_TASK INPUTS:_
"""

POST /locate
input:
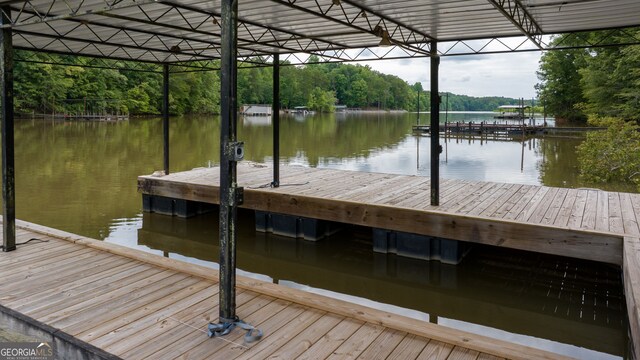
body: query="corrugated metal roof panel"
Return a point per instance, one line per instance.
(189, 29)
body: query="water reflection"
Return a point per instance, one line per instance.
(533, 295)
(81, 177)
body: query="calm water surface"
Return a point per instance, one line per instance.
(81, 177)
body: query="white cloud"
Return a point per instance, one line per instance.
(510, 75)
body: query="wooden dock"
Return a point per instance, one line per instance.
(110, 301)
(581, 223)
(498, 130)
(483, 128)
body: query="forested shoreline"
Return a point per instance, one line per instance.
(44, 89)
(598, 86)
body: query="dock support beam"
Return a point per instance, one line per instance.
(165, 116)
(275, 113)
(8, 161)
(228, 174)
(436, 149)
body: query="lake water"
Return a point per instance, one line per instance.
(81, 177)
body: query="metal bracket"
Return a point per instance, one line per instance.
(234, 151)
(239, 196)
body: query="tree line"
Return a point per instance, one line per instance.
(45, 88)
(599, 87)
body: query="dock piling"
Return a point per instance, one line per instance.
(436, 149)
(228, 171)
(8, 159)
(276, 120)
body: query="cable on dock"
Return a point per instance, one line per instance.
(26, 242)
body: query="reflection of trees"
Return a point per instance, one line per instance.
(559, 165)
(328, 136)
(79, 176)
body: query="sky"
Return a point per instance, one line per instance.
(510, 75)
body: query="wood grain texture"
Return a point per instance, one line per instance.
(519, 217)
(631, 273)
(173, 301)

"""

_WHAT THIS TASK INVOLVES:_ Count the lines in the entries above that contain the string "reflection", matching case exactly. Reply with the number only.

_OUTPUT BELOW:_ 2